66.              I therefore come to the question as to whether the terms of the complaint could have given rise to a reasonable apprehension of bias.  This, I think, requires that I should contemplate separately whether, independently of the complaint, the facts disclosed could have given rise to the requisite apprehension, and whether the fact of the unresolved complaint in those terms could have given rise to the requisite apprehension.

67.              Mr. Smith’s complaint of 5th January, 2023 was that on 17th October, 2022 at the Court of Appeal sitting in Hugh Kennedy Court, Gandon Building, Four Courts, Dublin 7:-

“Mr. Justice Senan Allen (on his own accord; and as the Chairman of a biased panel of three Presiding Judges and as an active State Actor and participant in the Judiciary’s on-going application of the racist bias, partiality, harassment, discriminatory treatment, penalisation and victimisation program; denial of service, effective access to justice and effective remedy) committed errors of facts and errors of law during the Court of Appeal Hearing and Determination of the Employment Equality Acts 1998 to 2011 matter: Olumide Smith -v- Cisco Systems Internetworking (Ireland) Limited [2022/95] on 17-Oct-2022 where Mr. Justice Senan Allen applied [/misapplied] different rules to comparable situations … and applied [/misapplied] same rule to different situations and disproportionately failed to apply the rule of law in breach of: 1. Common sense [reference was made to a large number of cases] 2. Due Process and Due Procedure in relation to the provision of adequate time to properly hear my Case. 3. The principle of equal treatment, fair procedures, equality of arms, adversarial proceedings. Fair trial, a reasoned Decision, effective access to justice and access to an effective remedy on the grounds of racial or ethnic origin; and 4. [a long list of various rules of the Rules of the Superior Courts, provisions of European Council Directives, the Universal Declaration of Human Rights, the Charter of Fundamental Rights of the European Union, the European Convention on Human Rights, the Constitution of Ireland, the Employment Equality Acts, 1998 to 2011, the Terms of Employment (Information) Acts, 1994 to 2001, and the Organisation of Working Time Act, 1997.”

## Records shown

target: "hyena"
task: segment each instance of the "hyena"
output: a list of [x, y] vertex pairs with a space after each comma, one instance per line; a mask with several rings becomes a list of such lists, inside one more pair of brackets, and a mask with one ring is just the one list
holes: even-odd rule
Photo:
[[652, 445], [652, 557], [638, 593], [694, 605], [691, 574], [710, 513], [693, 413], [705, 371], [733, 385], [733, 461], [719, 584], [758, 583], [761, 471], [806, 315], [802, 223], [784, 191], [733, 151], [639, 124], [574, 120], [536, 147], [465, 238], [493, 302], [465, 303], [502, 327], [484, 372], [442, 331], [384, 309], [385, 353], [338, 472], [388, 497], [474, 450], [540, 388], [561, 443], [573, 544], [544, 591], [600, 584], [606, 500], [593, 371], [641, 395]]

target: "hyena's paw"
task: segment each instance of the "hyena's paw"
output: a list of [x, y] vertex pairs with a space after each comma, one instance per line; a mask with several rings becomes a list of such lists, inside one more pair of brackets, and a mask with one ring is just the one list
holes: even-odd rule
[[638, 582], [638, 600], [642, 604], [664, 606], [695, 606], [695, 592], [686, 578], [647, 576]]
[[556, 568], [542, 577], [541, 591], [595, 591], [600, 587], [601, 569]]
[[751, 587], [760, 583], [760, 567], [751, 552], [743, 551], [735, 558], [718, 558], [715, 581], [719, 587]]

## What you will do
1. List every Act of legislation, with its years, that the judgment excerpt names.
2. In the judgment excerpt, rewrite everything from "66.              I therefore" down to "the requisite apprehension.", swapping "apprehension" for "perception".
3. According to the judgment excerpt, on what date was Mr. Smith's complaint made?

## Solutions below
1. Employment Equality Acts 1998 to 2011; Terms of Employment (Information) Acts 1994 to 2001; Organisation of Working Time Act 1997

2.
66.              I therefore come to the question as to whether the terms of the complaint could have given rise to a reasonable perception of bias.  This, I think, requires that I should contemplate separately whether, independently of the complaint, the facts disclosed could have given rise to the requisite perception, and whether the fact of the unresolved complaint in those terms could have given rise to the requisite perception.

3. 5th January, 2023